## BEGIN Recorded information

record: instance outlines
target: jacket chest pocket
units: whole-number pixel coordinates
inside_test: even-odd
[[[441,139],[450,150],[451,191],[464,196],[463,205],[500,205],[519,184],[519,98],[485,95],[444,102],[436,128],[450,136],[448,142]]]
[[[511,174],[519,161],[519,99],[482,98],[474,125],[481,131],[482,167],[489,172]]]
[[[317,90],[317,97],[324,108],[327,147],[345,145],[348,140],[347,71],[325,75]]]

## END Recorded information

### Directive
Recast all the entries above as a numbered list, leaving out any blank lines.

### The response
1. record: instance outlines
2. target: jacket chest pocket
3. units: whole-number pixel coordinates
4. inside_test: even-odd
5. [[[441,139],[450,150],[451,191],[464,196],[463,205],[500,205],[519,184],[519,98],[485,95],[444,102],[436,128],[450,136],[448,142]]]
6. [[[511,174],[519,161],[519,99],[482,98],[474,125],[481,131],[482,167],[489,172]]]
7. [[[317,90],[317,97],[324,108],[327,147],[345,145],[348,140],[347,71],[325,75]]]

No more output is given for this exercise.